### EXERCISE AIM
Could you transcribe all of the data exactly and skip any pictures?

-=-=-

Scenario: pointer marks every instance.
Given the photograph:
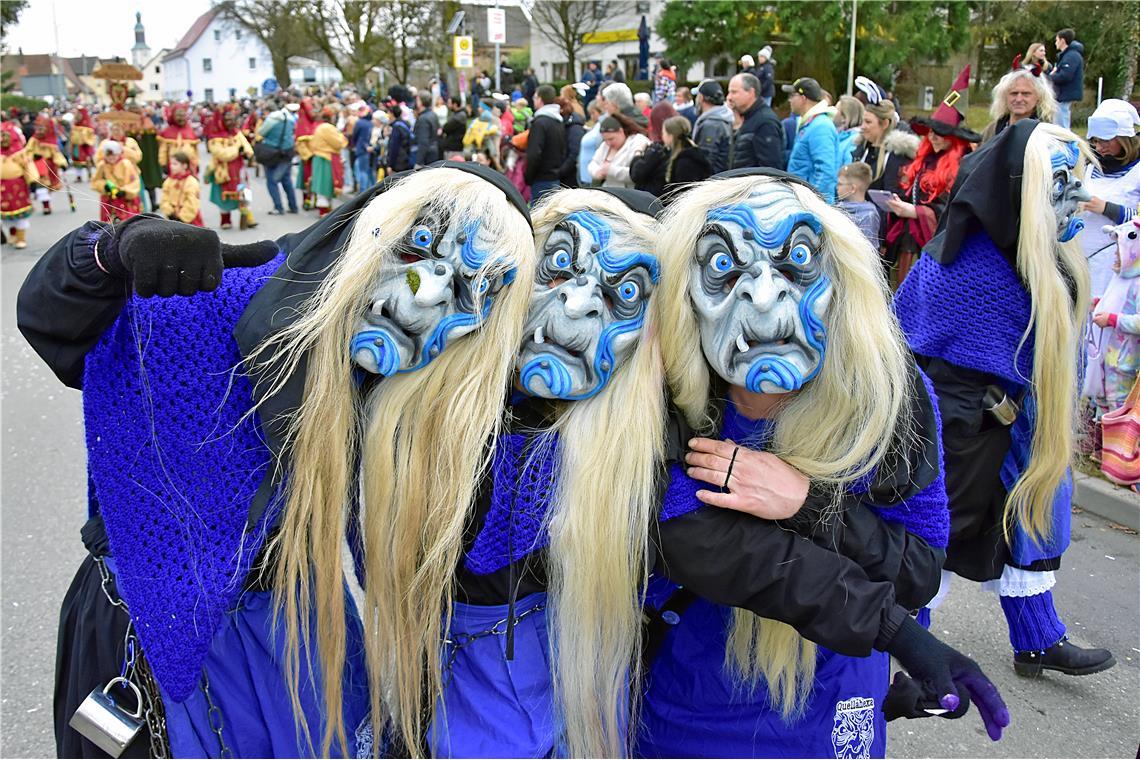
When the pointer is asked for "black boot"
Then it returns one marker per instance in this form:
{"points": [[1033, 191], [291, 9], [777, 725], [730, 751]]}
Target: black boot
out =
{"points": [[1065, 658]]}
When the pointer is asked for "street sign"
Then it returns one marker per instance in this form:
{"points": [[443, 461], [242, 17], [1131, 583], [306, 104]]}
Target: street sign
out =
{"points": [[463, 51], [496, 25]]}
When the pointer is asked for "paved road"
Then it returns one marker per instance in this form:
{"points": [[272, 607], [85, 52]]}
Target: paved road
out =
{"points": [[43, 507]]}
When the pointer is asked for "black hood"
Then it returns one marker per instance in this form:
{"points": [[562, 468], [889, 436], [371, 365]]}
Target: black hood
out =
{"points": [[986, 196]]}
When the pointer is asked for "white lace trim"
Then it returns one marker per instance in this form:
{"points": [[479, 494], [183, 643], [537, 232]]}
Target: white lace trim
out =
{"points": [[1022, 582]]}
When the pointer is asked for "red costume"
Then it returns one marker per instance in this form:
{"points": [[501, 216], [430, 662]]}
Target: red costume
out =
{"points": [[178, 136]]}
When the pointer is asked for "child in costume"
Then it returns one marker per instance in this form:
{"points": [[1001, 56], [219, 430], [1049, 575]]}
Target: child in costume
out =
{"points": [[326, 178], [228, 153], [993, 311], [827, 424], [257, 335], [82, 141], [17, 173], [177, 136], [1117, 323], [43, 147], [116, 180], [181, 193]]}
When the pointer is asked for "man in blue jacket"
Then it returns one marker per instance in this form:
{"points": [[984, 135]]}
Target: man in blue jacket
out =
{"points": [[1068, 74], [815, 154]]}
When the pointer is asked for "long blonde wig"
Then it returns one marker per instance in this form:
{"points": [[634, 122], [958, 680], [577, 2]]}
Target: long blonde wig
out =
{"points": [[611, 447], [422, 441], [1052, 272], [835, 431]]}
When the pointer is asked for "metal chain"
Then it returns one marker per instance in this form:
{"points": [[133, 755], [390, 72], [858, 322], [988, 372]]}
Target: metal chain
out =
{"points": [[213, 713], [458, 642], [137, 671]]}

-=-=-

### SOLVED EXERCISE
Scenario: pointer marks every instance.
Given the photograph:
When the pointer is asked for "black boot"
Then it returns one marker per instance in this form:
{"points": [[1033, 191], [291, 9], [777, 725], [730, 751]]}
Target: black boot
out =
{"points": [[1065, 658]]}
When the pointer is asked for "street sign"
Then it returns one marker per instance in this form:
{"points": [[443, 461], [242, 17], [1131, 583], [306, 104]]}
Target: street sign
out =
{"points": [[463, 51], [496, 25]]}
When the pointer is asked for "paved road"
Then it returns one marker per instance in this form:
{"points": [[272, 607], [85, 52]]}
Target: paved road
out =
{"points": [[43, 507]]}
When the pointer is asked for "black hood"
Then it returns one marker per instance in this form:
{"points": [[562, 468], [889, 436], [371, 365]]}
Target: black hood
out =
{"points": [[986, 196]]}
When the pointer is asked for "white lace trim"
Then it returns one marker per instance in this form:
{"points": [[479, 494], [183, 643], [537, 232]]}
Target: white lace trim
out =
{"points": [[1022, 582]]}
When the pointer is asked for "red costume"
Then it returns one marker per instance in this form:
{"points": [[501, 216], [430, 662]]}
Target: red costume
out =
{"points": [[178, 136]]}
When the pointer is asked for "child in costume"
Then it returns one marker per instance in this form:
{"points": [[1001, 56], [219, 430], [1049, 575]]}
Target: child in costume
out =
{"points": [[326, 178], [228, 153], [993, 311], [827, 424], [257, 335], [82, 141], [17, 173], [177, 136], [1117, 323], [43, 147], [116, 180], [181, 193]]}
When the pointer is asked for "man in blue jacket"
Then it returns one marker per instance in this form:
{"points": [[984, 135]]}
Target: man in blue jacket
out =
{"points": [[1068, 74], [815, 154]]}
When the pointer is asked for "long blonde wig"
Then it returns one marker per instance in this form:
{"points": [[634, 122], [958, 680], [577, 2]]}
Target: long blonde wig
out =
{"points": [[611, 447], [422, 441], [1052, 272], [835, 431]]}
When the pointer is asked for "metal chain"
Then it returns one marker per instance in this form:
{"points": [[133, 755], [390, 72], [858, 322], [988, 372]]}
Target: metal chain
out =
{"points": [[213, 713], [458, 642], [137, 671]]}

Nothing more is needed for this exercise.